== Excerpt ==
Commissioners
Seven commissioners, one goal
The commissioners are seven highly experienced leaders with UK public sector and international expertise.
Dr John Bullivant
Fellow of the Royal College of Physicians of Edinburgh
Strategic Advisor to the Good Governance Institute
John is the Founder of the Good Governance Institute. He has published and lectured widely and internationally on health governance, quality, best value and benchmarking. He now chairs our advisory group whose role is to provide the Good Governance Institute with support on the development of strategy including the identification of future priorities and opportunities on how GGI can work at policy and political level. In the first instance during 2019, the group will support GGI to develop a policy paper, which examines governance in the Public Sector to 2030.
===
• [Check your understanding]
A) According to the commissioners text, on what subjects has John Bullivant published and lectured? List each one.
B) Carry on the text about the commissioners from its final sentence.
== Data extracts ==
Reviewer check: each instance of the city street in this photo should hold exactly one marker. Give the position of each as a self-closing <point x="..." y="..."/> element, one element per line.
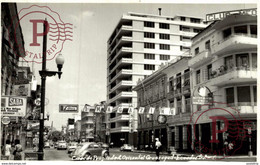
<point x="116" y="155"/>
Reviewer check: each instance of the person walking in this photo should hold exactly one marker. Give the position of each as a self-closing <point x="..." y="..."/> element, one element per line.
<point x="8" y="149"/>
<point x="17" y="150"/>
<point x="158" y="145"/>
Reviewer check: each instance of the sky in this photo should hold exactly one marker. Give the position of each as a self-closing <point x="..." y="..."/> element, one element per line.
<point x="83" y="80"/>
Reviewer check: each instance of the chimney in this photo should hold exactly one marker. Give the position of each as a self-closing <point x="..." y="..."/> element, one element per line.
<point x="159" y="10"/>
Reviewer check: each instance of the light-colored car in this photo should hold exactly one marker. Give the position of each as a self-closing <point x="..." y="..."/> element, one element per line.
<point x="72" y="147"/>
<point x="88" y="151"/>
<point x="62" y="145"/>
<point x="127" y="147"/>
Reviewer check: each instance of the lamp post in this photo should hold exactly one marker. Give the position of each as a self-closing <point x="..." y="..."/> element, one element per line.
<point x="44" y="73"/>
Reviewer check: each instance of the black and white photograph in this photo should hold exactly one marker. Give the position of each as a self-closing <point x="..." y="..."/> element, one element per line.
<point x="128" y="81"/>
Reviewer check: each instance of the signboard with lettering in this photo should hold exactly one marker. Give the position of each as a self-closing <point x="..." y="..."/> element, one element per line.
<point x="13" y="106"/>
<point x="69" y="108"/>
<point x="224" y="14"/>
<point x="22" y="90"/>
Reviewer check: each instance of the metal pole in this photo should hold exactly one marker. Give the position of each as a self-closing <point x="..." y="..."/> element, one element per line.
<point x="43" y="79"/>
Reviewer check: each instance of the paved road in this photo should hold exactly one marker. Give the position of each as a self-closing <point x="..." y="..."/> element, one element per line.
<point x="116" y="155"/>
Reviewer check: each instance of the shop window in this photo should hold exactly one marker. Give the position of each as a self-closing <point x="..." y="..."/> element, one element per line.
<point x="243" y="94"/>
<point x="240" y="29"/>
<point x="230" y="95"/>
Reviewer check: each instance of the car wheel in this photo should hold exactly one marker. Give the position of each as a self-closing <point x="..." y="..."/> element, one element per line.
<point x="105" y="155"/>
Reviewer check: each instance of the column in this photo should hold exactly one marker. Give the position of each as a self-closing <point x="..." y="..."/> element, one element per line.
<point x="177" y="137"/>
<point x="185" y="137"/>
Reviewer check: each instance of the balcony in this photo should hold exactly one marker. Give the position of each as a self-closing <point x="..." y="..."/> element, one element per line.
<point x="120" y="118"/>
<point x="235" y="42"/>
<point x="123" y="50"/>
<point x="122" y="84"/>
<point x="235" y="75"/>
<point x="123" y="95"/>
<point x="123" y="73"/>
<point x="200" y="58"/>
<point x="122" y="62"/>
<point x="119" y="129"/>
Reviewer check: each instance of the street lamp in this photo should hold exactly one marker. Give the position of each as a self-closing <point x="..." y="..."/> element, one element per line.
<point x="44" y="73"/>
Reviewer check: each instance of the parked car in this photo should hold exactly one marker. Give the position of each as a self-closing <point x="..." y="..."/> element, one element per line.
<point x="127" y="147"/>
<point x="47" y="145"/>
<point x="88" y="150"/>
<point x="72" y="147"/>
<point x="62" y="145"/>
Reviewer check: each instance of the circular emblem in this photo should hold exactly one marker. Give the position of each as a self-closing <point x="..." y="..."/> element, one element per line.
<point x="6" y="120"/>
<point x="162" y="119"/>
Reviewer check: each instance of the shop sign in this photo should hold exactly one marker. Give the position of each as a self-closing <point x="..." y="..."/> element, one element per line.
<point x="22" y="90"/>
<point x="13" y="106"/>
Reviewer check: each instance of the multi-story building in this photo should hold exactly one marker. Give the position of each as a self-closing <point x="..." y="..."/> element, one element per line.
<point x="87" y="123"/>
<point x="167" y="87"/>
<point x="224" y="65"/>
<point x="137" y="47"/>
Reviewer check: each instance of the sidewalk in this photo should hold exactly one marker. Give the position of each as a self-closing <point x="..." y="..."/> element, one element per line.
<point x="185" y="154"/>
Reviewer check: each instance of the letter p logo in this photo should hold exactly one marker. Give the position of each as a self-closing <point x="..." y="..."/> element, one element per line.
<point x="35" y="33"/>
<point x="214" y="127"/>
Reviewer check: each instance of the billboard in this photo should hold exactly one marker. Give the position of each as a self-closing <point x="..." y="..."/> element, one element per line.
<point x="13" y="106"/>
<point x="69" y="108"/>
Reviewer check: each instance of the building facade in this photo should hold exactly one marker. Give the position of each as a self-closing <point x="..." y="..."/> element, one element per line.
<point x="167" y="87"/>
<point x="137" y="47"/>
<point x="87" y="123"/>
<point x="225" y="62"/>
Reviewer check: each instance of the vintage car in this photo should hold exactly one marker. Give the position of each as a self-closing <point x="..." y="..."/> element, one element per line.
<point x="127" y="147"/>
<point x="88" y="150"/>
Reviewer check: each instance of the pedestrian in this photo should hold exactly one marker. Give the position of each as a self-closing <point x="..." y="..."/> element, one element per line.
<point x="8" y="149"/>
<point x="158" y="145"/>
<point x="17" y="150"/>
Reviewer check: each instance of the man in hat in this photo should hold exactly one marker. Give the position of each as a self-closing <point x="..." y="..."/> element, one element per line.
<point x="158" y="145"/>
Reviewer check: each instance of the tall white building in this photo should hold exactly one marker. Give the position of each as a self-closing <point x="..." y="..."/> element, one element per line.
<point x="137" y="47"/>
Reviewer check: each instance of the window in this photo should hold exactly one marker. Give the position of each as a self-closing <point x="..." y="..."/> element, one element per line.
<point x="197" y="50"/>
<point x="242" y="61"/>
<point x="148" y="35"/>
<point x="253" y="29"/>
<point x="229" y="62"/>
<point x="209" y="69"/>
<point x="149" y="67"/>
<point x="207" y="45"/>
<point x="194" y="20"/>
<point x="243" y="94"/>
<point x="254" y="60"/>
<point x="148" y="24"/>
<point x="198" y="76"/>
<point x="164" y="57"/>
<point x="164" y="47"/>
<point x="185" y="49"/>
<point x="196" y="30"/>
<point x="149" y="56"/>
<point x="240" y="29"/>
<point x="184" y="28"/>
<point x="164" y="26"/>
<point x="227" y="33"/>
<point x="149" y="45"/>
<point x="165" y="36"/>
<point x="230" y="95"/>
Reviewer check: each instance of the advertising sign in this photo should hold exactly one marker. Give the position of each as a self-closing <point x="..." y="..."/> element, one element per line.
<point x="22" y="90"/>
<point x="13" y="106"/>
<point x="69" y="108"/>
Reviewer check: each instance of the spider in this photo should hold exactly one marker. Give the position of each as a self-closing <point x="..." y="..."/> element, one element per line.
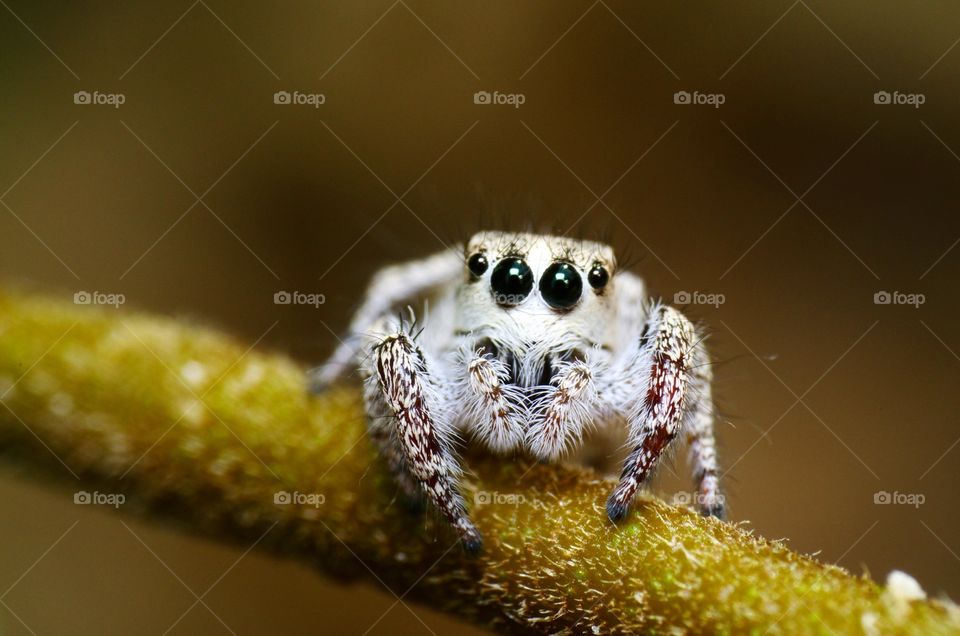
<point x="528" y="342"/>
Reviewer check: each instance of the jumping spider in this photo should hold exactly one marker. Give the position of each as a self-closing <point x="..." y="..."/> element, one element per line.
<point x="530" y="340"/>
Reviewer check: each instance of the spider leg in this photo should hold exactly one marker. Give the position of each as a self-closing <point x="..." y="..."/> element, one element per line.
<point x="389" y="287"/>
<point x="563" y="411"/>
<point x="492" y="408"/>
<point x="698" y="424"/>
<point x="664" y="362"/>
<point x="382" y="430"/>
<point x="423" y="430"/>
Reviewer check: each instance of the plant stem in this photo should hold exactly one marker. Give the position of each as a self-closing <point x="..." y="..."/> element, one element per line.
<point x="192" y="427"/>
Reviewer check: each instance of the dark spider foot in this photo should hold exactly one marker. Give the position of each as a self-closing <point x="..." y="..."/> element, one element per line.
<point x="717" y="510"/>
<point x="617" y="511"/>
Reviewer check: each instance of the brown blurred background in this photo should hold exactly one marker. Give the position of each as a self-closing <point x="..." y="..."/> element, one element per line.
<point x="830" y="398"/>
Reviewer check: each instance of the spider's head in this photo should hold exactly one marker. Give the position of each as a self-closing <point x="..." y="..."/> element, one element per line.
<point x="537" y="283"/>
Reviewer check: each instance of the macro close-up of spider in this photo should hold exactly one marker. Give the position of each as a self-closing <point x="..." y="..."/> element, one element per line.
<point x="517" y="352"/>
<point x="416" y="317"/>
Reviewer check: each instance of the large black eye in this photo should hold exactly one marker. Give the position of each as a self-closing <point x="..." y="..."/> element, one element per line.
<point x="478" y="264"/>
<point x="598" y="276"/>
<point x="511" y="281"/>
<point x="561" y="286"/>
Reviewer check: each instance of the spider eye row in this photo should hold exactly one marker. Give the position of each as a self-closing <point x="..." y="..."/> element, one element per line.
<point x="561" y="285"/>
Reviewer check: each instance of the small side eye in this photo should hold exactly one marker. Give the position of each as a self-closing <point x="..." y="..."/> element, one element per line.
<point x="598" y="276"/>
<point x="478" y="264"/>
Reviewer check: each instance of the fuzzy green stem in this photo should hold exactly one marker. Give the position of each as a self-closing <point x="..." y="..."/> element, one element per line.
<point x="192" y="427"/>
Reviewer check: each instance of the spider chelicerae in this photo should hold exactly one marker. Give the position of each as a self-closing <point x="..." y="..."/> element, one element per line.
<point x="528" y="342"/>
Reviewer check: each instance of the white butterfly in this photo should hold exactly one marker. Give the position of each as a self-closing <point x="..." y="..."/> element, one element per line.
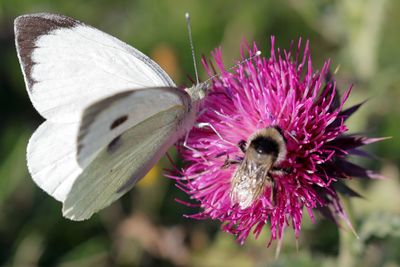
<point x="111" y="112"/>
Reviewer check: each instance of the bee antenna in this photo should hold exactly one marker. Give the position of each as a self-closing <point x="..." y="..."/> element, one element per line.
<point x="191" y="46"/>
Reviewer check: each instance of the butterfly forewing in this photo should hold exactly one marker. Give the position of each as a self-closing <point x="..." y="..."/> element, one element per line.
<point x="105" y="120"/>
<point x="119" y="165"/>
<point x="68" y="65"/>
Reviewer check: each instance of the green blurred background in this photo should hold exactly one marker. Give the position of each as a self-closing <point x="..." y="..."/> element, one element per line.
<point x="146" y="227"/>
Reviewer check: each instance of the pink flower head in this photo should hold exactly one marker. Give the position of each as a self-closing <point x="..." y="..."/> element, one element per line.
<point x="282" y="92"/>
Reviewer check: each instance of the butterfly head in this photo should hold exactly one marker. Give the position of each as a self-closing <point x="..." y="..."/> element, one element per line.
<point x="198" y="91"/>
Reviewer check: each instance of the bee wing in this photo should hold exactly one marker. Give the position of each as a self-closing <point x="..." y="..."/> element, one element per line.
<point x="249" y="182"/>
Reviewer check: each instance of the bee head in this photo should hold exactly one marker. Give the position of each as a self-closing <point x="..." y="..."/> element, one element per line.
<point x="267" y="146"/>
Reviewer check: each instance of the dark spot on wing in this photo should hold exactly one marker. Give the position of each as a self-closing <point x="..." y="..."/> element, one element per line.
<point x="28" y="29"/>
<point x="128" y="184"/>
<point x="118" y="121"/>
<point x="114" y="144"/>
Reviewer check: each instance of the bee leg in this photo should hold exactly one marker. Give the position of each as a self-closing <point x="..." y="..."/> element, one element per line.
<point x="242" y="146"/>
<point x="228" y="162"/>
<point x="280" y="171"/>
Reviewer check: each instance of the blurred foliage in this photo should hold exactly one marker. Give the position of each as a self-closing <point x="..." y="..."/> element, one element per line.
<point x="146" y="227"/>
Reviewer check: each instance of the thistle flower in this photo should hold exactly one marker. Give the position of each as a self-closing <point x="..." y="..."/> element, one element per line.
<point x="284" y="92"/>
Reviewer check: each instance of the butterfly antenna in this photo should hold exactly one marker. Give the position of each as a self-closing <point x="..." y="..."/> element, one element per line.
<point x="191" y="45"/>
<point x="258" y="53"/>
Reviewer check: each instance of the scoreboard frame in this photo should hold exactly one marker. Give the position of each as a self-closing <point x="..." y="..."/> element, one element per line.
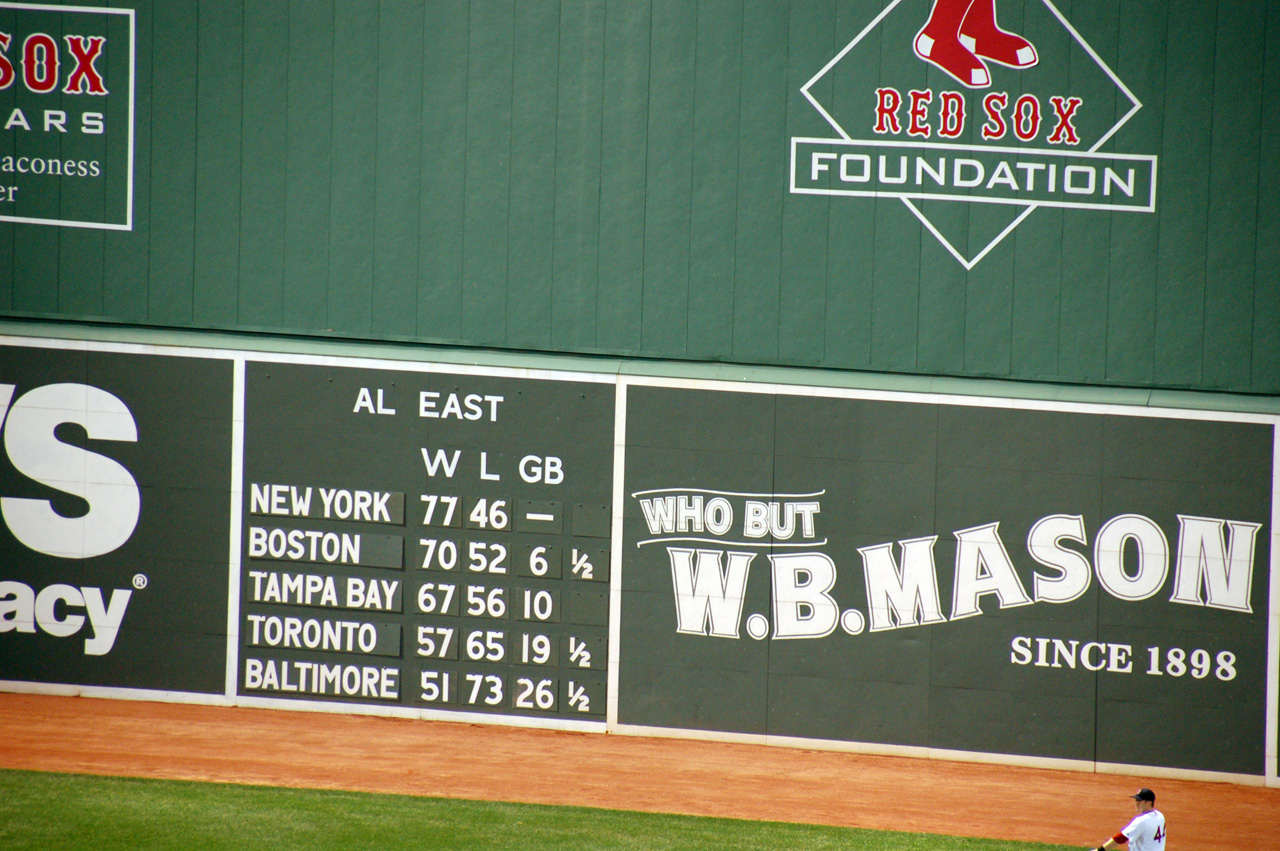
<point x="618" y="444"/>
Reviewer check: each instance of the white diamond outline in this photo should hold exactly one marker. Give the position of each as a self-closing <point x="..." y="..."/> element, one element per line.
<point x="1088" y="49"/>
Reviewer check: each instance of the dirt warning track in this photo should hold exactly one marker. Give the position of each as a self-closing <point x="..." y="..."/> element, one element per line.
<point x="443" y="759"/>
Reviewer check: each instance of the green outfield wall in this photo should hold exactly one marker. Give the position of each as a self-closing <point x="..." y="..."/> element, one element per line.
<point x="1091" y="200"/>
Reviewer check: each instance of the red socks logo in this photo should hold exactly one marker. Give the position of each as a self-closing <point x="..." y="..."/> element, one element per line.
<point x="961" y="33"/>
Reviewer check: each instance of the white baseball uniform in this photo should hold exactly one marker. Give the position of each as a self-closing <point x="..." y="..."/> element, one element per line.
<point x="1146" y="832"/>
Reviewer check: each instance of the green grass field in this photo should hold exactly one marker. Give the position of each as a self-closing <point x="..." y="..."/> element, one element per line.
<point x="69" y="813"/>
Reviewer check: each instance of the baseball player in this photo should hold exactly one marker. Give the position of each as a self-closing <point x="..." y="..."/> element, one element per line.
<point x="1146" y="832"/>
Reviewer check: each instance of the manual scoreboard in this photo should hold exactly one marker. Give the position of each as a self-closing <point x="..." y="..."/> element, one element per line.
<point x="432" y="540"/>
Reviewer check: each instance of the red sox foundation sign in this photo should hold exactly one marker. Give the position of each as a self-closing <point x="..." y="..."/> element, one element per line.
<point x="67" y="115"/>
<point x="1004" y="123"/>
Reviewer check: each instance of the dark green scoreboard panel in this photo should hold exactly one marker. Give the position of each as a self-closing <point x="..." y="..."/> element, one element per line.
<point x="425" y="539"/>
<point x="1064" y="584"/>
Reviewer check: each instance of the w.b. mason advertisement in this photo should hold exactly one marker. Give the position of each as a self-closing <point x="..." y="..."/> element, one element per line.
<point x="1073" y="585"/>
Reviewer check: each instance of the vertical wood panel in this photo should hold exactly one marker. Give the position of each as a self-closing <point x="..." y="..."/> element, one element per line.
<point x="851" y="232"/>
<point x="895" y="303"/>
<point x="1087" y="233"/>
<point x="805" y="218"/>
<point x="398" y="178"/>
<point x="36" y="266"/>
<point x="762" y="145"/>
<point x="1233" y="202"/>
<point x="307" y="167"/>
<point x="1266" y="293"/>
<point x="127" y="262"/>
<point x="263" y="165"/>
<point x="1184" y="192"/>
<point x="8" y="146"/>
<point x="220" y="55"/>
<point x="1040" y="259"/>
<point x="488" y="193"/>
<point x="713" y="195"/>
<point x="173" y="167"/>
<point x="444" y="126"/>
<point x="81" y="250"/>
<point x="533" y="173"/>
<point x="668" y="178"/>
<point x="624" y="159"/>
<point x="355" y="155"/>
<point x="1134" y="237"/>
<point x="577" y="175"/>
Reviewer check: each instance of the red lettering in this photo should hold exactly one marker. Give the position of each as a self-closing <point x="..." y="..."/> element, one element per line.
<point x="888" y="100"/>
<point x="919" y="113"/>
<point x="40" y="63"/>
<point x="952" y="114"/>
<point x="1065" y="111"/>
<point x="5" y="65"/>
<point x="85" y="79"/>
<point x="995" y="105"/>
<point x="1027" y="118"/>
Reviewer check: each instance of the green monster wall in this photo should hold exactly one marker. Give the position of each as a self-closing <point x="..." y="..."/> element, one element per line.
<point x="620" y="178"/>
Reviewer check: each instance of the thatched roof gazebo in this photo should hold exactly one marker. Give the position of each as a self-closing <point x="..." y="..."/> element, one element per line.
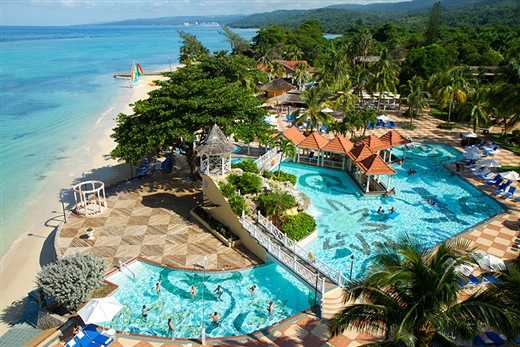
<point x="215" y="153"/>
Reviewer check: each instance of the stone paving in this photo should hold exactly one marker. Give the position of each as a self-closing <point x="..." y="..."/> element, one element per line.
<point x="497" y="236"/>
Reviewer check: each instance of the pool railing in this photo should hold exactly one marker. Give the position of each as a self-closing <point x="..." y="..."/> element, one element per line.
<point x="334" y="275"/>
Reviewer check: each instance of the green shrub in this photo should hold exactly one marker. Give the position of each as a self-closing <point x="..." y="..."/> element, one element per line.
<point x="275" y="203"/>
<point x="227" y="189"/>
<point x="247" y="183"/>
<point x="410" y="127"/>
<point x="447" y="126"/>
<point x="72" y="279"/>
<point x="267" y="174"/>
<point x="247" y="165"/>
<point x="299" y="226"/>
<point x="237" y="204"/>
<point x="285" y="177"/>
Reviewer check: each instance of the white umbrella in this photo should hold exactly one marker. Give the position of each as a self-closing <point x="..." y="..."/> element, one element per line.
<point x="490" y="262"/>
<point x="510" y="175"/>
<point x="100" y="310"/>
<point x="491" y="163"/>
<point x="469" y="134"/>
===
• [Written answers]
A) Health governance, quality, best value, and benchmarking.

B)
John has introduced many of GGI’s publications and products including maturity matrices, board assurance prompts, risk appetite, governance between organisations, challenge and review. He has updated the seminal Integrated Governance Handbook ten years after its original launch by the Department of Health. John is a former VFM auditor, board director of a health authority, visiting fellow at the Open University Business School and a member of the Royal College of Physicians of Edinburgh (RCPE) faculty delivering the Quality Governance Fellows programme.
He was a member of the Health Minister’s National Advisory Board in Wales, President of the quality network of the Royal Society of Medicine, a peer reviewer for Healthcare Inspectorate Wales, board secretary to the all industry Benchmarking Institute and an advisor to a number of business and professional organisations. He lives in South Wales. John is director of Governance Benchmarking.
Professor Mervyn King
Senior Counsel and former Judge of the Supreme Court of South Africa
Mervyn King is a Senior Counsel and former Judge of the Supreme Court of South Africa. He is Professor Extraordinaire at the University of South Africa on Corporate Citizenship, Honorary Professor at the University of Pretoria and Visiting Professor at Rhodes University. He has an honorary Doctor of Laws from the University of the Witwatersrand, is Chairman of the King Committee on Corporate Governance in South Africa, which produced King I, II and III, and is First Vice President of the Institute of Directors Southern Africa.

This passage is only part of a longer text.